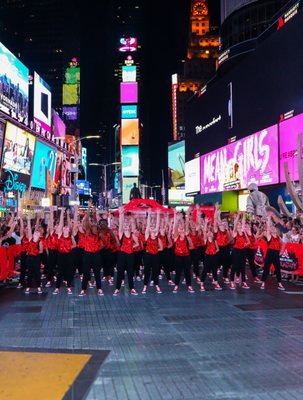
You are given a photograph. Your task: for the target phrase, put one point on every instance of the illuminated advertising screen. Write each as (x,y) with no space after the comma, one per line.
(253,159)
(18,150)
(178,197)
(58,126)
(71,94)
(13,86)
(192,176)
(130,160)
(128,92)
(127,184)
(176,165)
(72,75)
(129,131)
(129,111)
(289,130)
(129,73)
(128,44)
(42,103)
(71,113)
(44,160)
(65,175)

----

:: WHAT TO DO ::
Copy the entries above, changing "illuminated advertising screen" to "lit digital billboard" and keeping everything else the same. Leave the picture out of your answer.

:: SOLUTION TO THE EXERCISE ::
You are given a photograph. Your task: for the target phrase, put one point on every instance of the lit digital billboard. Write each as (x,y) with no space after the comma, one per line.
(253,159)
(18,150)
(178,197)
(58,126)
(71,94)
(13,86)
(192,176)
(130,160)
(128,92)
(127,184)
(176,165)
(72,75)
(129,131)
(129,111)
(289,130)
(129,73)
(128,44)
(42,103)
(71,113)
(44,160)
(65,175)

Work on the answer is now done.